• **Exercise 1**: Condense the paragraph beginning "Part of the appeal" in the passage on ancient grains into a shorter version that keeps its main facts.

According to Live Eat Learn, ancient grains are “a group of grains (or grain-like seeds called pseudocereals).” The site explains that “unlike many modern grains, which have been altered for better growing or hardiness, ancient grains have remained unchanged for thousands of years – they’re ancient!”

That definition is the whole point of the category: these are seeds and kernels people were eating long before industrial agriculture reshaped what ended up on grocery shelves. The list of grains and pseudocereals that fall under the ancient-grains umbrella includes:

  • Farro
  • Spelt
  • Einkorn
  • Emmer, sometimes labeled farro medio
  • Barley
  • Rye berries
  • Millet
  • Sorghum
  • Teff
  • Amaranth

Each one has its own texture, cooking time and flavor profile, but they share the trait of being whole grains in close to their original form.

Part of the appeal of ancient grains in a home kitchen is how flexible they are once you have a bag of them in the pantry. Niki Achitoff-Gray of Serious Eats writes that whole grains “can be incorporated into your baking projects, fermented into home-brewed alcohol, popped or puffed into snack food, rolled into flakes for breakfast cereal, and oh-so-much more.” A single grain can turn up in breakfast porridge in the morning, a grain bowl at lunch and a baked good in the afternoon.

Because the term covers such a wide range of plants, “ancient grain” is best treated as a category rather than a single ingredient. The right starting point depends on the texture you like, the dishes you already make and how much cooking time you want to commit to.

• **Supplied entries**:
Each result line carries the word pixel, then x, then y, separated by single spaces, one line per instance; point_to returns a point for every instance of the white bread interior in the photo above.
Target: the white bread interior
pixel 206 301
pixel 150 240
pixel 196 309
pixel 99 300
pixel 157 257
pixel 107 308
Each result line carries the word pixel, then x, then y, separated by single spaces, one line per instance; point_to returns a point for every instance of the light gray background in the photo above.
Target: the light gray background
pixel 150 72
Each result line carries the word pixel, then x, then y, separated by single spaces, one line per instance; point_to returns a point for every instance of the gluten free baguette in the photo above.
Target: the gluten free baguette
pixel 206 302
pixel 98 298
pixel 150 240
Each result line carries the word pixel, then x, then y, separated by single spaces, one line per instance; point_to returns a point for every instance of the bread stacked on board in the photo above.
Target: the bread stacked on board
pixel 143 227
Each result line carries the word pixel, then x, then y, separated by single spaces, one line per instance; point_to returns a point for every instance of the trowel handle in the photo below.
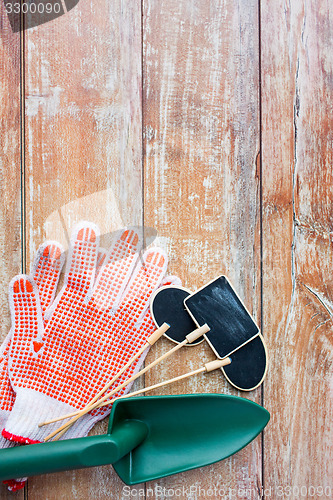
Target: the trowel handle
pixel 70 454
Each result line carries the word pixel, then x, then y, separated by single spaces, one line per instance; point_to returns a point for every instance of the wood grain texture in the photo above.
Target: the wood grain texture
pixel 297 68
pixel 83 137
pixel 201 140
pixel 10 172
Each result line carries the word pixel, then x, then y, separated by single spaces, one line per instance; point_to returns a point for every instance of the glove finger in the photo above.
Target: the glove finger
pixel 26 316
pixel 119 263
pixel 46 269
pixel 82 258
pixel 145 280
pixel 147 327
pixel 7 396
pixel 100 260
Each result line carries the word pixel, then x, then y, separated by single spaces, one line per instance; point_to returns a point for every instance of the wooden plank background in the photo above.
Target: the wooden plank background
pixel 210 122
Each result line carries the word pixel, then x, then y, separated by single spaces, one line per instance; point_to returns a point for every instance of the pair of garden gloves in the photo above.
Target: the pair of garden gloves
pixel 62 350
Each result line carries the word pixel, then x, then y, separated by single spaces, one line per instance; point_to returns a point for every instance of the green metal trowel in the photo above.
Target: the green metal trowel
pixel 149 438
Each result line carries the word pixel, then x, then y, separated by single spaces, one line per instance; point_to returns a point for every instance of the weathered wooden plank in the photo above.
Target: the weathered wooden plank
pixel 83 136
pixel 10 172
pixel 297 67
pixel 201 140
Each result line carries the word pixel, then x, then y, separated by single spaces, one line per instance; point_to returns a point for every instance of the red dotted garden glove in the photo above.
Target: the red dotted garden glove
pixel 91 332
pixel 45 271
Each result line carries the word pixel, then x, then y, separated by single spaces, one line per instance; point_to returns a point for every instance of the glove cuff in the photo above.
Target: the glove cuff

• **Exercise 2**: Recast the lines of the listing as a Markdown table, starting at the line that contains "glove in the photo above." and ending at the last line of the listing. Use the columns Row and Line, give each line its row number counting from 1, and leave out blank lines.

• **Complete answer 1**: Ancient grains are versatile in a home kitchen. Niki Achitoff-Gray of Serious Eats writes that whole grains can be used in baking, fermented into home-brewed alcohol, popped or puffed into snacks, rolled into flakes for breakfast cereal and much more. A single grain can appear in breakfast porridge, a lunch grain bowl and an afternoon baked good.

• **Complete answer 2**:
| Row | Line |
|---|---|
| 1 | Each result line carries the word pixel, then x, then y, separated by single spaces, one line per instance; point_to returns a point for every instance of the red dotted garden glove in the photo above. |
| 2 | Target: the red dotted garden glove |
| 3 | pixel 91 332 |
| 4 | pixel 45 271 |
| 5 | Each result line carries the word pixel, then x, then y, separated by single spaces, one line per instance; point_to returns a point for every instance of the glove cuff in the photo above. |
| 6 | Target: the glove cuff |